* INSTRUCTION 1:
For the cryptocurrency market update below, decide whether each statement agrees with the text. (a) The Ether price rose by 7.6% this week. (b) Arbitrum is in second place. (c) The call options at the 50,000 dollars strike expired worthless. Answer yes or no for each, quoting the text's deciding words.

Cryptocurrency Market Update: Analysis and Insights - January 31, 2024

Region: Europe
Jan 31, 2024, 10:08:10 AM Published By Yves Renno

Cryptocurrency markets rebounded this week, recouping a fraction of the losses suffered after the ETFs approval by the SEC 20 days ago. The Bitcoin price in US dollars is up by 7.6%, now swinging around the 43,000 level. The Ether price (ETH/USD) is up 4.5%. The implied volatility dropped back to November levels last week, pointing towards a likely consolidation.

Also pointing towards consolidation: the fact that trading volumes are down on-chain and off-chain. Daily volumes on-chain halved compared to the best daily volumes observed 2 to 3 weeks ago. Looking at the month of Jan so far, we can also see that DEXs on Arbitrum and Solana are gaining market share, with Arbitrum in second place. Both protocols are performing well this week: ARB (+7%), SOL (+14%).

The large part of the rebound happened on Friday around the January expiration time of option contracts. We had the Deribit options expiring at 8am UTC that day, and CME options expiring at 15pm UTC. The market jumped by more than 5.6% from 8am that day.

Remember that we had a large amount of call options at the 50,000 dollars strike, so way above current prices, that eventually expired worthless.

* TASK INPUTS:
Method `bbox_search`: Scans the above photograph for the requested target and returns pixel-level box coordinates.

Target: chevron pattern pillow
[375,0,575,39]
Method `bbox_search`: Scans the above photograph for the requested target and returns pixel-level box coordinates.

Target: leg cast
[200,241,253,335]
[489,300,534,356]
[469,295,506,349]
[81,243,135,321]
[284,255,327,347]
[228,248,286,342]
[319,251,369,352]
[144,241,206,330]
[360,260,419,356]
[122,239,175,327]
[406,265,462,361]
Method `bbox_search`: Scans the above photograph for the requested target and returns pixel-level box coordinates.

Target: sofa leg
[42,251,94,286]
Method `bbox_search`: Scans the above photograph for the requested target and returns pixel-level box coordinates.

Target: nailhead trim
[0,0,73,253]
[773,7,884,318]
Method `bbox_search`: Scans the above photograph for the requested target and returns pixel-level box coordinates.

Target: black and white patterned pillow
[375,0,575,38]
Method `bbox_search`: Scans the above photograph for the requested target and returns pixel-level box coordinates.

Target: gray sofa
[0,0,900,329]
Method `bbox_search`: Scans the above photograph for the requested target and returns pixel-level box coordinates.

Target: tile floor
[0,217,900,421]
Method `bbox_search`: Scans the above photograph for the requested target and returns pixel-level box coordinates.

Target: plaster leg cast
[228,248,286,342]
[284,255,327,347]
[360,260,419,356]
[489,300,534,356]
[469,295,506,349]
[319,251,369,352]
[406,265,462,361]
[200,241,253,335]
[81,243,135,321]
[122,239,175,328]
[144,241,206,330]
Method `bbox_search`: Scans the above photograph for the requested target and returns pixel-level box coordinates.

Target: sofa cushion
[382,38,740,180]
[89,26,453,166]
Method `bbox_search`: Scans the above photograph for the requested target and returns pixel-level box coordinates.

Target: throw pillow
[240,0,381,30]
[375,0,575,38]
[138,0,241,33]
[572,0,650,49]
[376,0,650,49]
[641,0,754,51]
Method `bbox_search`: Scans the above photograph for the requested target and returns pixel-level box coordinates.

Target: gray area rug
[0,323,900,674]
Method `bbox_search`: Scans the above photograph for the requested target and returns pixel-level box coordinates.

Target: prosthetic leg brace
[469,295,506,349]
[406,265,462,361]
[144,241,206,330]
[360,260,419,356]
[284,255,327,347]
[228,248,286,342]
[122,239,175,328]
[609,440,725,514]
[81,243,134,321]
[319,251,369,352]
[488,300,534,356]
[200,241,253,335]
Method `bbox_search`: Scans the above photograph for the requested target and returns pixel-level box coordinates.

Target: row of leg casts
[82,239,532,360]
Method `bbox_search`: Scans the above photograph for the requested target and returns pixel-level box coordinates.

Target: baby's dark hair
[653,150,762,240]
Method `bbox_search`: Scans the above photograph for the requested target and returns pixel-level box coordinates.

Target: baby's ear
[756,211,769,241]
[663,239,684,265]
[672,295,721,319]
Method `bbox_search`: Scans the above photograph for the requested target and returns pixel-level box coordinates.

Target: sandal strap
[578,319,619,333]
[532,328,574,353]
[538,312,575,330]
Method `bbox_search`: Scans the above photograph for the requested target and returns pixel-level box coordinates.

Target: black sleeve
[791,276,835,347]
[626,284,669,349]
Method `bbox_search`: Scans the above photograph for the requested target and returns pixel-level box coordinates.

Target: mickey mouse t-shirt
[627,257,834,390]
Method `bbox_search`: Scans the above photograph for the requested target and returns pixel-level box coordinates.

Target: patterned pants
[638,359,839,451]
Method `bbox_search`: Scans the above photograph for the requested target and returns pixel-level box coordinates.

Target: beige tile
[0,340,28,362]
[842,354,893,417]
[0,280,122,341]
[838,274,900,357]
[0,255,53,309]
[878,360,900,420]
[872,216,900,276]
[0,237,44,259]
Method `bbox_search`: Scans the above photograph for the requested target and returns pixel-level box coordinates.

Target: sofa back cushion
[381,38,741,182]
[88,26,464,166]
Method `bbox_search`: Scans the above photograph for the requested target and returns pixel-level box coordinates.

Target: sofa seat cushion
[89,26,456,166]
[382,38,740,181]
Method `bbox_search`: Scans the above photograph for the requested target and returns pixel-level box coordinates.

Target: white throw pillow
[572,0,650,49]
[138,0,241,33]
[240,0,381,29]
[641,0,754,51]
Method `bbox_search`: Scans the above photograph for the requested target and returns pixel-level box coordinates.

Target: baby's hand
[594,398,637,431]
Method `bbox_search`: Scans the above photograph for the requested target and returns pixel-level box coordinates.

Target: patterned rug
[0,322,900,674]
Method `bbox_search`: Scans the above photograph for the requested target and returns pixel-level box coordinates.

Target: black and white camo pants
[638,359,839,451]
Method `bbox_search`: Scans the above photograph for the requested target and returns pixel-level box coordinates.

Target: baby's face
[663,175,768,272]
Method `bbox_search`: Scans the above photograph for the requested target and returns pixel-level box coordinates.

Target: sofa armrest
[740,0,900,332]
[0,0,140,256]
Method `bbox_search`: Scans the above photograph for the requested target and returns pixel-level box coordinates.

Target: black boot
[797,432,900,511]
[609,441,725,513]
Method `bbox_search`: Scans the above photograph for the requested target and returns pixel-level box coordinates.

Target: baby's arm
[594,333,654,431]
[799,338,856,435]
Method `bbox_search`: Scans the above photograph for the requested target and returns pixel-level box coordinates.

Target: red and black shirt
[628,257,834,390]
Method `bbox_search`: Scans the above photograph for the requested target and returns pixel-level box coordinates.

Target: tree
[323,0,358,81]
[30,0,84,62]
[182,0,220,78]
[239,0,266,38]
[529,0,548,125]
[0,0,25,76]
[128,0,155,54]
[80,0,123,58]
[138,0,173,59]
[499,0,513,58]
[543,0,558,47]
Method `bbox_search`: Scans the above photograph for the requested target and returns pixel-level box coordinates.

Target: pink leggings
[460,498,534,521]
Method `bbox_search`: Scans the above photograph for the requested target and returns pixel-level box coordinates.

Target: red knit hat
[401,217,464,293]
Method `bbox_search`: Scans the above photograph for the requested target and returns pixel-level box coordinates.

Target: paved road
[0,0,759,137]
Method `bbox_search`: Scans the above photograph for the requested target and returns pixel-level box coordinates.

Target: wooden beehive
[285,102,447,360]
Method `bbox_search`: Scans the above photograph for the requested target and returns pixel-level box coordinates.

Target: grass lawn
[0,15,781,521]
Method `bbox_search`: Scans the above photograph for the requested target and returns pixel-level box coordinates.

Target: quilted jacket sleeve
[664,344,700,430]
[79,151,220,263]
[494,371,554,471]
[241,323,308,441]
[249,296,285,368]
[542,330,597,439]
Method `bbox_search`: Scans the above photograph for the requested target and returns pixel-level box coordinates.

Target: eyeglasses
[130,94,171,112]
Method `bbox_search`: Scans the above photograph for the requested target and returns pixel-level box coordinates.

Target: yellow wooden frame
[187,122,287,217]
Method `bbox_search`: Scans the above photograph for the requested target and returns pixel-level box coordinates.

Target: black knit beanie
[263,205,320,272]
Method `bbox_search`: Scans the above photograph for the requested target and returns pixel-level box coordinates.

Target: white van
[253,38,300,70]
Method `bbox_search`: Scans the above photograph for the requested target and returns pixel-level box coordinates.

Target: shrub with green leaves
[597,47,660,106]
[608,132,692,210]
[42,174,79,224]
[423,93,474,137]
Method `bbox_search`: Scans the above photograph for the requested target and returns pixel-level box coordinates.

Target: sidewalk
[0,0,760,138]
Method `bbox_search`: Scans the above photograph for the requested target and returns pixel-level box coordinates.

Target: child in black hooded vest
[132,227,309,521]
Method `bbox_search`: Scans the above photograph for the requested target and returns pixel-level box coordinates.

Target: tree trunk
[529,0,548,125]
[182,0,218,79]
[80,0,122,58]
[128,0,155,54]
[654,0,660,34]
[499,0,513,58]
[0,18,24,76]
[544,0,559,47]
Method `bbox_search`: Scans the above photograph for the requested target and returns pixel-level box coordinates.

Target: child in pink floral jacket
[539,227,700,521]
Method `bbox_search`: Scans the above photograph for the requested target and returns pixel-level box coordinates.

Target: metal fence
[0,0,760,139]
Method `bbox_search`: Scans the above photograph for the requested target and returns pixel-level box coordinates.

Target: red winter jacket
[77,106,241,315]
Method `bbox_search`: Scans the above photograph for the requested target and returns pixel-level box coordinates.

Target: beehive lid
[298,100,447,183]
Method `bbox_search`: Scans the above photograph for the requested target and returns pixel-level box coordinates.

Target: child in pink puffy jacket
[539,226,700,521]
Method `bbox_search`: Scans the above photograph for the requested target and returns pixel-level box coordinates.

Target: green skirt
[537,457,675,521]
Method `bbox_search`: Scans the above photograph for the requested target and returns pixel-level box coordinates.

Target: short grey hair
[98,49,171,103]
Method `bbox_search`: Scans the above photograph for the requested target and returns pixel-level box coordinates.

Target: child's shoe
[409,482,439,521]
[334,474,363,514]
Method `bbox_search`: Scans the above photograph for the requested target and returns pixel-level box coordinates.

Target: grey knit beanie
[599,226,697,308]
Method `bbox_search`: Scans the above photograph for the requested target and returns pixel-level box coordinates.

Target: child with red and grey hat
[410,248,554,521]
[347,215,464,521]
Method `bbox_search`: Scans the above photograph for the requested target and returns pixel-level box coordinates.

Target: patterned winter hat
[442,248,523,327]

* INSTRUCTION 2:
Restate word for word the rows from their first line up to and including the line with "[375,0,575,39]".

* WRITTEN ANSWER 1:
(a) No: "The Ether price (ETH/USD) is up 4.5%."
(b) Yes: "with Arbitrum in second place."
(c) Yes: "that eventually expired worthless."

* WRITTEN ANSWER 2:
Method `bbox_search`: Scans the above photograph for the requested target and returns pixel-level box coordinates.

Target: chevron pattern pillow
[375,0,575,39]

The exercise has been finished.